> TASK OBJECTIVE
Rewrite the listing from the line with "the rear door." to the line with "[(229, 199)]", putting "most central" in place of "innermost" and leaving everything else unchanged.

============================================================

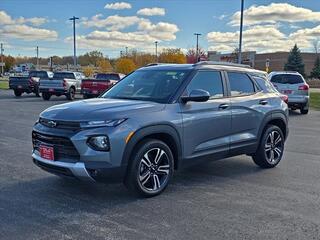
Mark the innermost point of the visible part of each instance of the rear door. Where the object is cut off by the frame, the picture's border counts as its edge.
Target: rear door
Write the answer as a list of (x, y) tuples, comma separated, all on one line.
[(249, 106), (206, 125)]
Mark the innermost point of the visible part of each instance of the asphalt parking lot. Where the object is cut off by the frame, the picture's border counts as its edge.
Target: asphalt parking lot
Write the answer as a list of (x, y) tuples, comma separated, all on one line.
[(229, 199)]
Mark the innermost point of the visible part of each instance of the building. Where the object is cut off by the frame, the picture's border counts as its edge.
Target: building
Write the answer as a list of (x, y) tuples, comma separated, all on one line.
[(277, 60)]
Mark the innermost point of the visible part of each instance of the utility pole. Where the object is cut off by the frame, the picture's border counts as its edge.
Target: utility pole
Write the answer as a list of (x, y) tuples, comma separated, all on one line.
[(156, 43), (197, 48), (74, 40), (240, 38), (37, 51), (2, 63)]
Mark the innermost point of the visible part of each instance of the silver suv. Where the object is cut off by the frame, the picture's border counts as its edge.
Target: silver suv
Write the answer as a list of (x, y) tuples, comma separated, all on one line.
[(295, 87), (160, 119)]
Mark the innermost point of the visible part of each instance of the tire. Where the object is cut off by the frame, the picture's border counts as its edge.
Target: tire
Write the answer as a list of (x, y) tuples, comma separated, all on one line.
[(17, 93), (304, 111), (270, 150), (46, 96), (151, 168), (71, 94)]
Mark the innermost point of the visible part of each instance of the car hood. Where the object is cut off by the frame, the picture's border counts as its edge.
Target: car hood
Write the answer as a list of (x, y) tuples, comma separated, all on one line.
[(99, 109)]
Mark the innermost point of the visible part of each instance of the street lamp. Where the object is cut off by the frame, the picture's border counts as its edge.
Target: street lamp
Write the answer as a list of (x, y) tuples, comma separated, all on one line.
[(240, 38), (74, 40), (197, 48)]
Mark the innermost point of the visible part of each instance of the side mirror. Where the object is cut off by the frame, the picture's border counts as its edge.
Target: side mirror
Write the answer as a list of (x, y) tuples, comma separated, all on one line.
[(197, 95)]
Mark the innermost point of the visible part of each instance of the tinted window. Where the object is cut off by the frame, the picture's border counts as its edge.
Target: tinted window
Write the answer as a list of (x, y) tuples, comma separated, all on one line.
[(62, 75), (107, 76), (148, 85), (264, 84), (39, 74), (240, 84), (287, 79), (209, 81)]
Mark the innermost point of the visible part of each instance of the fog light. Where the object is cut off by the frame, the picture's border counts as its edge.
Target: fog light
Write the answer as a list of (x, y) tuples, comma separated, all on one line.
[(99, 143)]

============================================================

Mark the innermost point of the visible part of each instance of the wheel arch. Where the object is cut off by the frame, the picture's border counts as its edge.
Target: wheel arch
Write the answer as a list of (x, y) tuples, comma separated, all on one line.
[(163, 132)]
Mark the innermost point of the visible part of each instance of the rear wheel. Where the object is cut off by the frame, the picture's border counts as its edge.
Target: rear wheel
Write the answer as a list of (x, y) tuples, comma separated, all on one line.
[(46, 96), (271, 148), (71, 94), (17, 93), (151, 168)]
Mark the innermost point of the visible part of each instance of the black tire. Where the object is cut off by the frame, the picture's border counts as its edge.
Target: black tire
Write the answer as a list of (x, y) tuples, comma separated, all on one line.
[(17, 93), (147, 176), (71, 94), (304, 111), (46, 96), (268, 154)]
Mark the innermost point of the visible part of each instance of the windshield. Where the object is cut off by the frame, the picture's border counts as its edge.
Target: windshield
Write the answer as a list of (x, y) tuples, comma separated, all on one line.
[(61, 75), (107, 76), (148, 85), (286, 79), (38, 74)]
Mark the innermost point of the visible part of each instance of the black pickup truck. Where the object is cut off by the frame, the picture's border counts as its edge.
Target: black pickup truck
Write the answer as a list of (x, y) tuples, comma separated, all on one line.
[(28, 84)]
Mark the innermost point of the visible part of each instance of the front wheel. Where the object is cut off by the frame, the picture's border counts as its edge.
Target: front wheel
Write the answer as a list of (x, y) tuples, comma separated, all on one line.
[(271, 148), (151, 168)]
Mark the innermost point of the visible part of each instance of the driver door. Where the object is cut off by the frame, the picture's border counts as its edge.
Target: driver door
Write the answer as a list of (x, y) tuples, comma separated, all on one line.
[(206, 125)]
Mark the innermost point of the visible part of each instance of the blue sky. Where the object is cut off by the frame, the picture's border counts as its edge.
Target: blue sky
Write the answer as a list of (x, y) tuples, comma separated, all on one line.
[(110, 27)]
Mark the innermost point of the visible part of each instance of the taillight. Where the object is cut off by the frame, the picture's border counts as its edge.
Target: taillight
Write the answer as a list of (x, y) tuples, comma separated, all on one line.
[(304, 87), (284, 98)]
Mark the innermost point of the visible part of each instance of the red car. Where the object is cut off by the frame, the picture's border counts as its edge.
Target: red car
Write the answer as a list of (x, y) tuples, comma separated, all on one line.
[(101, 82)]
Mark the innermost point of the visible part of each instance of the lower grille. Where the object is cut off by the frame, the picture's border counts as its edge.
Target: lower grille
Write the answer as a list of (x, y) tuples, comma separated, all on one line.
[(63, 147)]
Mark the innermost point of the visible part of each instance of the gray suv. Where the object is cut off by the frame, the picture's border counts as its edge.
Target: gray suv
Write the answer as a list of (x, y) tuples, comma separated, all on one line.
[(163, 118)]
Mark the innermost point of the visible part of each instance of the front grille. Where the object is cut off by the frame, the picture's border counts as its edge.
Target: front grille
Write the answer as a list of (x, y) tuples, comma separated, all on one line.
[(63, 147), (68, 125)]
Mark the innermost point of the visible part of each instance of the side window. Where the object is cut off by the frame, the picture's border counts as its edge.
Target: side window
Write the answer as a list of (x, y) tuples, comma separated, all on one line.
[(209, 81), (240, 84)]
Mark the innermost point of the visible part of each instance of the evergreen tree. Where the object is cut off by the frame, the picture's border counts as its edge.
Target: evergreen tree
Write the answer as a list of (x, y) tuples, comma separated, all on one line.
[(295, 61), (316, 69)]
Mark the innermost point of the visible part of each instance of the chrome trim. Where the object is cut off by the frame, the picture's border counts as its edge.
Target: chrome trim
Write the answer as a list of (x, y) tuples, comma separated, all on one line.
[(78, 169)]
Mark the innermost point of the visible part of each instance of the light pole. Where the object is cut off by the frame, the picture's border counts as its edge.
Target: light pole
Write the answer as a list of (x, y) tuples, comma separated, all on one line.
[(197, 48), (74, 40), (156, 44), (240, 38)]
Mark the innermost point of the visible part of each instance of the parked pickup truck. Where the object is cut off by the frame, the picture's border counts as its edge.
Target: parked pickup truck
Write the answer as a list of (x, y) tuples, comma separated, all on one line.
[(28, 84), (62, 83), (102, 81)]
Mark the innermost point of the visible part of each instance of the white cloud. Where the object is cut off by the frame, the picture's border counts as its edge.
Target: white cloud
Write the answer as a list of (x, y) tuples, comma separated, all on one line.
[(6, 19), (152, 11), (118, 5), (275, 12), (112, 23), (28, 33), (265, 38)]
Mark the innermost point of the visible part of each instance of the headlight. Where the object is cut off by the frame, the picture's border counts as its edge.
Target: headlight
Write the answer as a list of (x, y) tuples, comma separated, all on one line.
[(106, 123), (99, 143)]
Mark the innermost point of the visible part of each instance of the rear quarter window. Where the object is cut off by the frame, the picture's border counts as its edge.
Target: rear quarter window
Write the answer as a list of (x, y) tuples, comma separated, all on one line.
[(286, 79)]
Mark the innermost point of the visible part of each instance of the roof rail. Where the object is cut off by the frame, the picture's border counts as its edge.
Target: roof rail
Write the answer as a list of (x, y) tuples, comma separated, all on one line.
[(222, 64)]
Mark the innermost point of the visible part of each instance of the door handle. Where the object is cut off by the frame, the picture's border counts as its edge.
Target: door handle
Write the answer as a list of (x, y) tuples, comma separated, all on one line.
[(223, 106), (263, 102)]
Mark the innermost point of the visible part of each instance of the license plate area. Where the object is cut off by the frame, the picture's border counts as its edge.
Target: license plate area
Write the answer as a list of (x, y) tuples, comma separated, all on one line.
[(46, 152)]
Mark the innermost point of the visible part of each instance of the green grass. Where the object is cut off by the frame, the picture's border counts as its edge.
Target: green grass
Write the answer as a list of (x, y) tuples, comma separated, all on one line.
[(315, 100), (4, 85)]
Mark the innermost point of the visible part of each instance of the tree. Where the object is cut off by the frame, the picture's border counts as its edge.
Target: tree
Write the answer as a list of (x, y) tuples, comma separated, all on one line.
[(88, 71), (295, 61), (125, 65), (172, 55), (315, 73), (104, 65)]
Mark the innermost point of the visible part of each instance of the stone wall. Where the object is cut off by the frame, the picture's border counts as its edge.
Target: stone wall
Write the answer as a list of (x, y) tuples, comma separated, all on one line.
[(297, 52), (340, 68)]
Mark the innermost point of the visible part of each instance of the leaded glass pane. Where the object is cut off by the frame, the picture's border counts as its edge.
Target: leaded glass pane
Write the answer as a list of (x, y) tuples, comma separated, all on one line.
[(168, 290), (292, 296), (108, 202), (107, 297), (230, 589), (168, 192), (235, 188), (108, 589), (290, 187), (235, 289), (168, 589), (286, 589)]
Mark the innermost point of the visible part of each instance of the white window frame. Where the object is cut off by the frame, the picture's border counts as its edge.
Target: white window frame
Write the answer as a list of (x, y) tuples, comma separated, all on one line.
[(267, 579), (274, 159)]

============================================================

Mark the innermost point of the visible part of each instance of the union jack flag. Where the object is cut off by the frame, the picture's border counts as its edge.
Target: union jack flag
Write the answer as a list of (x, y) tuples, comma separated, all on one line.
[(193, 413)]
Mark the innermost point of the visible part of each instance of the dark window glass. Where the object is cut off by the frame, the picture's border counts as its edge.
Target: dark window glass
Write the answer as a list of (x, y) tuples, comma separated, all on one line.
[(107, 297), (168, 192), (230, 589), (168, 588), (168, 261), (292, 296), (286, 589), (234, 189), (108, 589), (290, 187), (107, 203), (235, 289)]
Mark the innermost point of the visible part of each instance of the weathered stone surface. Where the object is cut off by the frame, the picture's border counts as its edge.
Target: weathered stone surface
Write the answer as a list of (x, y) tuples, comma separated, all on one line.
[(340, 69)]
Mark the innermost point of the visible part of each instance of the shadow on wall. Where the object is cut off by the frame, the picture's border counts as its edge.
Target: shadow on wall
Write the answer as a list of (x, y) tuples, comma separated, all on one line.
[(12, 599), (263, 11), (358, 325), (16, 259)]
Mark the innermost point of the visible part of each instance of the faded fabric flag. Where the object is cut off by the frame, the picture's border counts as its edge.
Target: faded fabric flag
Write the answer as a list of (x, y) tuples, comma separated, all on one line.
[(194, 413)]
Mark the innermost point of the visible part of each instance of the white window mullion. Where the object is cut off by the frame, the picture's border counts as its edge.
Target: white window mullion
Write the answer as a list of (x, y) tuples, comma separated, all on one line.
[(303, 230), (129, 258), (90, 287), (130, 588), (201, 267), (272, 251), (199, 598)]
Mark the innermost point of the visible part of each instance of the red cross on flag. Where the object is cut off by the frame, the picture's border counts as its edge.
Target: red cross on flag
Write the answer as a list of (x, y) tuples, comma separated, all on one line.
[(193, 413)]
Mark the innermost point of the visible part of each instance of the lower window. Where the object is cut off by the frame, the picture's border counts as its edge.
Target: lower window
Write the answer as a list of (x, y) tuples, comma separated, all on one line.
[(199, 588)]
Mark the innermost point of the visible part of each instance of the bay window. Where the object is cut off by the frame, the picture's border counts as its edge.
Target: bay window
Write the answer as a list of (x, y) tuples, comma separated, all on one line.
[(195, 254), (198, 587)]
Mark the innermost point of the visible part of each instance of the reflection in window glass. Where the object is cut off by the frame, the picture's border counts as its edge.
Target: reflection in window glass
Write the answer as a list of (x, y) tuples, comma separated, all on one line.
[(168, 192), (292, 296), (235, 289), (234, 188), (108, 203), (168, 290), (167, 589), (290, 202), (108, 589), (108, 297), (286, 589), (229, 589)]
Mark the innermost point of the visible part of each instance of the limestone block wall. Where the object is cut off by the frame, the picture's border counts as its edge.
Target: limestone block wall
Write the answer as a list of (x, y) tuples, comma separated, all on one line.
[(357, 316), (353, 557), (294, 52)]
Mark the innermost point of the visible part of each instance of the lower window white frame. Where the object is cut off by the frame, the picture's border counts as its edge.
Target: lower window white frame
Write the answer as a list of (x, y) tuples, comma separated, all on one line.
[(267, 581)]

============================================================

> RESULT
Mark the most central point of the visible part of each instance of the rear door. Where the object is cut off by the frame, the picture's border counts as its edge.
Target: rear door
Write the answer as a list of (x, y) tuples, comma separated, all on one line.
[(249, 106), (206, 125)]
Mark the most central point of the visible part of each instance of the asphalt parking lot. Where the object is cut off by the frame, the picture's border counts as its edge.
Target: asphalt parking lot
Write the answer as a list of (x, y) tuples, comma separated, all on one line.
[(229, 199)]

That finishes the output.